**PROBLEM SET:**
(a) In the article on U.S. military involvement in Uganda, which people are named with both a first and a last name? List them.
(b) Turn the paragraph beginning "Obama on Friday notified" in the article on U.S. military involvement in Uganda into a short bulleted list that keeps its main facts.
(c) Carry on the article about U.S. military involvement in Uganda from the point where it stops.

**READING TEXT:**
______

1.An influential “crisis management organization” that boasts billionaire George Soros as a member of its executive board recently recommended the U.S. deploy a special advisory military team to Uganda to help with operations and run an intelligence platform.

a. The president-emeritus of that organization, the International Crisis Group, is the principal author of Responsibility to Protect, the military doctrine used by Obama to justify the U.S.-led NATO campaign in Libya. Soros’ own Open Society Institute is one of only three nongovernmental funders of the Global Centre for Responsibility to Protect, a doctrine that has been cited many times by activists urging intervention in Uganda.


2. Authors and advisers of the Responsibility to Protect doctrine, including a center founded and led by Samantha Power, the National Security Council special adviser to Obama on human rights, also helped to found the International Criminal Court.
Several of the doctrine’s main founders also sit on boards with Soros, who is a major proponent of the doctrine.

3. Obama on Friday notified House Speaker John Boehner, R-Ohio, that he plans to send about 100 military personnel, mostly Special Operations Forces, to central Africa. The first troops reportedly arrived in Uganda on Wednesday....Both conservatives and liberals have raised questions about whether military involvement in Uganda advances U.S. interests.


a. Writing in The Atlantic yesterday, Max Fisher noted: “It’s difficult to find a U.S. interest at stake in the Lord’s Resistance Army’s campaign of violence,” continued Fisher. “It’s possible that there’s some immediate U.S. interest at stake we can’t obviously see.”

b. Bill Roggio, the managing editor of The Long War Journal, referred to the Obama administration’s stated rationale for sending troops “puzzling,” claiming the LRA does not present a national security threat to the U.S. — “despite what President Obama said.”


4. In April 2010 Soros’ International Crisis Group, or ICG, released a report sent to the White House and key lawmakers advising the U.S. military to run special operations in Uganda to seek Kony’s capture.

______

Location labeling entries
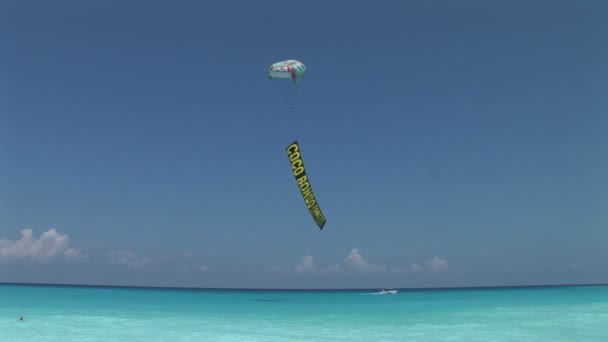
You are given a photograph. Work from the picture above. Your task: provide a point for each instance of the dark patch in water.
(278, 300)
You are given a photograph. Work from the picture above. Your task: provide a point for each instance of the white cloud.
(307, 264)
(129, 259)
(398, 270)
(50, 245)
(355, 260)
(335, 268)
(277, 269)
(437, 264)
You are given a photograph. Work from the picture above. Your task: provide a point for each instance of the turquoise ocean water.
(54, 313)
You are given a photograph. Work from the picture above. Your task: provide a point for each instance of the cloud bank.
(51, 245)
(355, 260)
(128, 259)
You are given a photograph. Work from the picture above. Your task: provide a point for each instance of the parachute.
(295, 70)
(288, 69)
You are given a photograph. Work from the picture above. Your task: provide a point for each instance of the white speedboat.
(388, 291)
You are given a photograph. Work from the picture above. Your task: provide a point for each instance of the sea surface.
(68, 313)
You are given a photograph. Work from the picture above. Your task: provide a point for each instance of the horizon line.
(191, 288)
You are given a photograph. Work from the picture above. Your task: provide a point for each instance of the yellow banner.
(297, 166)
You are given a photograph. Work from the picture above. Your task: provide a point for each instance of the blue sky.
(449, 143)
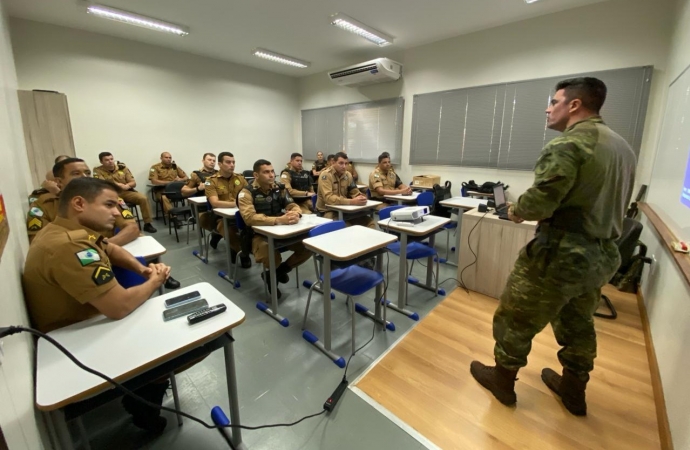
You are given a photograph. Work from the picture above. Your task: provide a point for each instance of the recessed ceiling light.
(118, 15)
(347, 23)
(280, 58)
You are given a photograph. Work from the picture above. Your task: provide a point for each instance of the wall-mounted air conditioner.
(380, 70)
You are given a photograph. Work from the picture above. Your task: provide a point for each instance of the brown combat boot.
(499, 380)
(569, 387)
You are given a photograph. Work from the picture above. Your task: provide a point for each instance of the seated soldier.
(119, 174)
(162, 174)
(44, 209)
(298, 183)
(221, 191)
(196, 184)
(49, 184)
(384, 181)
(318, 165)
(336, 187)
(258, 210)
(68, 275)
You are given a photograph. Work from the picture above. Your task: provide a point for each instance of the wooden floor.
(425, 381)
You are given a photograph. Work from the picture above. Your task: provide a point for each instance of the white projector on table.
(412, 214)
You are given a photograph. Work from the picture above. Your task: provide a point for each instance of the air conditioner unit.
(380, 70)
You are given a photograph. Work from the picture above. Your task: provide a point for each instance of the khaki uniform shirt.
(245, 202)
(195, 181)
(123, 176)
(226, 189)
(67, 267)
(44, 209)
(161, 173)
(378, 179)
(334, 189)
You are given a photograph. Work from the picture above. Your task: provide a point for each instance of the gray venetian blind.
(363, 130)
(504, 126)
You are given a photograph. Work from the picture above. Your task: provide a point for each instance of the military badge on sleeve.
(101, 275)
(88, 256)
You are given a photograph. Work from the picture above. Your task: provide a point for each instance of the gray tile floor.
(281, 378)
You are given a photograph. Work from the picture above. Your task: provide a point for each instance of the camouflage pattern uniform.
(583, 183)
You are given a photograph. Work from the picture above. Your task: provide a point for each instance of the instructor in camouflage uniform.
(583, 182)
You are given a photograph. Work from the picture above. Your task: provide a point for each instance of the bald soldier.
(119, 174)
(162, 174)
(196, 185)
(384, 181)
(221, 191)
(265, 203)
(298, 183)
(583, 182)
(68, 275)
(336, 187)
(44, 209)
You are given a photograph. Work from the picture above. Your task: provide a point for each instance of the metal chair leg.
(176, 397)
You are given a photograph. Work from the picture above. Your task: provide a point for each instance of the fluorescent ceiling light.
(340, 20)
(118, 15)
(279, 58)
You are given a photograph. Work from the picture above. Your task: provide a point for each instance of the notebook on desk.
(500, 200)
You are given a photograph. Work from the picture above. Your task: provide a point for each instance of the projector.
(411, 214)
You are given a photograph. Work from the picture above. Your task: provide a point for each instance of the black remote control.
(206, 313)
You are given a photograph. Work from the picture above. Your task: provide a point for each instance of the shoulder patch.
(101, 275)
(34, 224)
(87, 257)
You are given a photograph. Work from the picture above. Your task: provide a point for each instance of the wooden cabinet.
(47, 130)
(496, 243)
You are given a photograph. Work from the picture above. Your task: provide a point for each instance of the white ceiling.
(230, 29)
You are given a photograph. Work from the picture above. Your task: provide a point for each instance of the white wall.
(137, 100)
(666, 292)
(17, 417)
(610, 35)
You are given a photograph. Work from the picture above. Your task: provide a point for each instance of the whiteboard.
(672, 160)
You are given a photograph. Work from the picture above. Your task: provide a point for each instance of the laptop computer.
(500, 201)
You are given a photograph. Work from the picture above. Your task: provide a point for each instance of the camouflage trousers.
(557, 279)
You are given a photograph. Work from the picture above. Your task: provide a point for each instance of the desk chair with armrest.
(627, 244)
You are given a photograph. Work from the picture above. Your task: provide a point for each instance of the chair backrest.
(627, 242)
(127, 278)
(174, 190)
(426, 198)
(326, 228)
(239, 221)
(385, 213)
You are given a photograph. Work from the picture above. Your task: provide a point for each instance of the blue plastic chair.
(352, 281)
(415, 250)
(427, 199)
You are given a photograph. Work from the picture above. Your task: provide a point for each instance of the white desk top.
(353, 208)
(429, 224)
(349, 242)
(198, 200)
(410, 198)
(123, 348)
(146, 246)
(306, 223)
(226, 212)
(463, 202)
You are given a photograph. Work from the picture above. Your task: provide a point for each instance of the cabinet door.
(47, 130)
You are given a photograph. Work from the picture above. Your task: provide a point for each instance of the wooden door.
(47, 130)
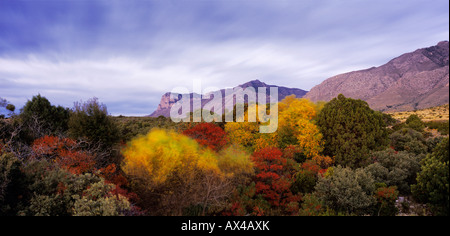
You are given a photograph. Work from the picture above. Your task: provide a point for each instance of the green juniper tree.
(351, 130)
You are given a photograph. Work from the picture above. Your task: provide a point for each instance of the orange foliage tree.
(297, 126)
(65, 153)
(274, 177)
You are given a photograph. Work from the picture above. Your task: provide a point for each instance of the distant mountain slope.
(415, 80)
(166, 102)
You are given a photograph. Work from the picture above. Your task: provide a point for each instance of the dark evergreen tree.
(351, 130)
(433, 180)
(415, 123)
(42, 118)
(90, 121)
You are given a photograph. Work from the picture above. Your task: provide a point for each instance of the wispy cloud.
(129, 53)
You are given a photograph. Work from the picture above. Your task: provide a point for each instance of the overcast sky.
(129, 53)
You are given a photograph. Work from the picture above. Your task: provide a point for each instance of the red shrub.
(209, 135)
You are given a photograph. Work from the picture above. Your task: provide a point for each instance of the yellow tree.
(247, 134)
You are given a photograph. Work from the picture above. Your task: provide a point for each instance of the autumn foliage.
(274, 176)
(208, 134)
(65, 153)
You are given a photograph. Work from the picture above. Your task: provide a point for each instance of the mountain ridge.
(413, 80)
(167, 102)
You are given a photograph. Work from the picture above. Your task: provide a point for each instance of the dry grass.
(439, 113)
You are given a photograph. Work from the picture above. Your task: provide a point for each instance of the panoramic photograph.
(224, 109)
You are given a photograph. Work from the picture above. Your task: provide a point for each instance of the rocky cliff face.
(166, 102)
(415, 80)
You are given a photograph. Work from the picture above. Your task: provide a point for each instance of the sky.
(129, 53)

______

**RESPONSES TO THE EXERCISE:**
(a) George Soros, Samantha Power, John Boehner, Max Fisher, Bill Roggio

(b)
- On Friday, Obama notified House Speaker John Boehner, R-Ohio, that he plans to send about 100 military personnel to central Africa.
- Most of them are Special Operations Forces.
- The first troops reportedly arrived in Uganda on Wednesday.
- Both conservatives and liberals have questioned whether military involvement in Uganda advances U.S. interests.

(c)
a. Soros sits in the ICG’s executive board along with Samuel Berger, Bill Clinton’s former national security advisor; George J. Mitchell, former U.S. Senate Majority Leader who served as a Mideast envoy to both Obama and President Bush; and Javier Solana, a socialist activist who is NATO’s former Secretary-General as well as the former Foreign Affairs Minister of Spain. Jimmy Carter’s national security advisor, Zbigniew Brzezinski, is the ICG’s senior advisor.


b. The ICG’s president-emeritus is Gareth Evans, who, together with activist Ramesh Thakur, is the original founder of the Responsibility to Protect doctrine, with the duo even coining the term “responsibility to protect.”

5. Meanwhile, a closer look at the Soros-funded Global Center for the Responsibility to Protect is telling. Board members of the group include former U.N. Secretary-General Kofi Annan, former Ireland President Mary Robinson and South African activist Desmond Tutu. Robinson and Tutu have recently made solidarity visits to the Hamas-controlled Gaza Strip as members of a group called The Elders, which includes former President Jimmy Carter.

a. The committee that devised the Responsibility to Protect doctrine included Arab League Secretary General Amre Moussa as well as Palestinian legislator Hanan Ashrawi, a staunch denier of the Holocaust who long served as the deputy of late Palestinian Liberation Organization leader Yasser Arafat.


b. The Carr Center is a research center concerned with human rights located at the Kennedy School of Government at Harvard University. Samantha Power, the National Security Council special adviser to Obama on human rights, was Carr’s founding executive director and headed the institute at the time it advised in the founding of Responsibility to Protect. With Power’s center on the advisory board, the International Commission on Intervention and State Sovereignty first defined the Responsibility to Protect doctrine.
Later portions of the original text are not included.